▶ [READING TEXT]
[start]

Pair pseudocoding. Most of our participants were not comfortable writing Python code at the beginning of the CV4E Workshop, so we wanted to provide frequent opportunities for hands-on coding. Whenever possible, instructors avoided writing code for the participants. To prevent participants from getting stuck on code design issues, we used pair pseudocoding:

  1. The instructor asks the participant to explain what they would like to accomplish, discussing until the goal is clear to both parties.

  2. The instructor writes pseudocode that solves the problem and walks through it with the participant to help them understand the logic of the solution. The pseudocode can be more specific or vague depending on the participant’s needs.

  3. The participant writes Python code to solve the problem, while the instructor remains available to answer questions as they arise.

Goal statements. During the initial stages of the project, some of our participants felt like progress was not being made because the code didn’t “work” yet. To make their progress more salient, some instructors asked participants to make a goal statement at the beginning of each work session, and to check progress towards that goal at the end of each work session. This strategy helped participants to maintain motivation until more tangible results were obtained.

Contextualized lectures. Maintaining interest during lectures was not a significant problem for the CV4E Workshop due to the enthusiasm of the participants. However, it is easy for lectures on machine learning topics to become too abstract. We tried to ensure that the lectures remained grounded in applications and examples. Since each participant had their own applied problem in mind, we often paused lectures to ask participants to reflect on how the lecture topic applied to their individual projects. Participants shared their answers with the class, providing concrete examples that illustrated the lecture topic.

6 Conclusion

We have described our experience at the inaugural Resnick Sustainability Institute Summer Workshop on Computer Vision Methods for Ecology. We consider the format to be a success, as all of our participants trained models for their projects by the end of the workshop. However, we have also discussed some challenges we encountered and identified opportunities to improve the CV4E Workshop. We hope these observations will be useful for others who teach computer vision across disciplines.

7 Acknowledgements

We would like to thank the Resnick Sustainability Institute, Caroline Murphy, Xenia Amashukeli, and Pietro Perona for making the CV4E Workshop possible. Computing credits were provided by Amazon AWS and Microsoft Azure. We also thank the inaugural cohort of the CV4E Workshop: Antón Álvarez, Carly Batist, Peggy Bevan, Catherine Breen, Anna Boser, Tiziana Gelmi Candusso, Melanie Clapham, Rowan Converse, Roni Goldshmid, Natalie Imirzian, Brian Lee, Francesca Ponce, Alixandra Prybyla, Rachel Renne, Felix Rustemeyer, Taiki Sakai, Ethan Shafron, and Casey Youngflesh.

[end]

▶ [INFORMATION SHOWN]
[start]

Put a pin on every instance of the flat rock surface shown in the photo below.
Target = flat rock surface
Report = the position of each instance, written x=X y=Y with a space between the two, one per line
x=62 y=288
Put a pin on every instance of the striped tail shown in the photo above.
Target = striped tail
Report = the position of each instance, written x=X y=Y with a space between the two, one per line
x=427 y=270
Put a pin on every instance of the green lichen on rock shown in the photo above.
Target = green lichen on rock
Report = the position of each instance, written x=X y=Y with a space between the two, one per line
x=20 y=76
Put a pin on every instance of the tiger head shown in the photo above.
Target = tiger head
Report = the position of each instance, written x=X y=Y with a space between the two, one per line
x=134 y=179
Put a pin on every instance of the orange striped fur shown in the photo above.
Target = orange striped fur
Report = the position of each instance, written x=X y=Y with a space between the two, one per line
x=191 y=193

[end]
[start]

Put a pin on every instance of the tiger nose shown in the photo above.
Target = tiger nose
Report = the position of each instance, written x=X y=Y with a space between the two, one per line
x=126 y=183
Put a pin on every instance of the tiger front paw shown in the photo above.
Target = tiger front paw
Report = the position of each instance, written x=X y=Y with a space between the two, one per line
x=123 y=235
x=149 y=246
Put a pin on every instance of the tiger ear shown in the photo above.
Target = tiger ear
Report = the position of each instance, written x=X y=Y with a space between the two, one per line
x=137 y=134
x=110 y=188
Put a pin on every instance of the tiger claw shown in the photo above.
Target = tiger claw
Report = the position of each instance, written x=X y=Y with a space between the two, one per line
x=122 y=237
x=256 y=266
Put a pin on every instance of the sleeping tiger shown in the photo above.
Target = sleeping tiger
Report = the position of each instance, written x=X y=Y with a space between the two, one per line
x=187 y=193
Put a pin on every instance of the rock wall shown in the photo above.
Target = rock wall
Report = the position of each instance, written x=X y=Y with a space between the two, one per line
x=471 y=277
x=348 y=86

[end]
[start]

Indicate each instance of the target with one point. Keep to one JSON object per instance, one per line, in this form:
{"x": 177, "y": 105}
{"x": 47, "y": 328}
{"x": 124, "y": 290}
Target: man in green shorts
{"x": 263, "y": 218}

[end]

▶ [TASKS]
a: Reproduce the CV4E Workshop passage from "We would like" to "and Casey Youngflesh.".
b: Write the next part of the CV4E Workshop passage, starting right after its final sentence.

▶ [RESPONSE LIST]
a:
We would like to thank the Resnick Sustainability Institute, Caroline Murphy, Xenia Amashukeli, and Pietro Perona for making the CV4E Workshop possible. Computing credits were provided by Amazon AWS and Microsoft Azure. We also thank the inaugural cohort of the CV4E Workshop: Antón Álvarez, Carly Batist, Peggy Bevan, Catherine Breen, Anna Boser, Tiziana Gelmi Candusso, Melanie Clapham, Rowan Converse, Roni Goldshmid, Natalie Imirzian, Brian Lee, Francesca Ponce, Alixandra Prybyla, Rachel Renne, Felix Rustemeyer, Taiki Sakai, Ethan Shafron, and Casey Youngflesh.

b:
  • [1] Amazon Web Services (AWS).
  • [2] Audacity.
  • [3] Computer Vision Annotation Tool (CVAT).
  • [4] CV4E Summer Workshop.
  • [5] DeepForest.
  • [6] FFMPEG.
  • [7] ImageMagick.
  • [8] ImgLab.
  • [9] Microsoft Azure.
  • [10] OpenCV.
  • [11] OpenSoundscape.
  • [12] PyTorch.
  • [13] PyTorch Lightning.
  • [14] TensorBoard.
  • [15] TensorFlow.
  • [16] TorchGeo.
  • [17] VSCode.
  • [18] Sara Beery, Dan Morris, and Siyu Yang. Efficient pipeline for camera trap image review. arXiv preprint arXiv:1907.06772, 2019.
  • [19] Elijah Cole, Benjamin Deneu, Titouan Lorieul, Maximilien Servajean, Christophe Botella, Dan Morris, Nebojsa Jojic, Pierre Bonnet, and Alexis Joly. The geolifeclef 2020 dataset. arXiv preprint arXiv:2004.04192, 2020.
  • [20] Adrian A de Freitas and Troy B Weingart.

    I’m going to learn what?!? teaching artificial intelligence to freshmen in an introductory computer science course.

    In Proceedings of the 52nd ACM technical symposium on computer science education, pages 198–204, 2021.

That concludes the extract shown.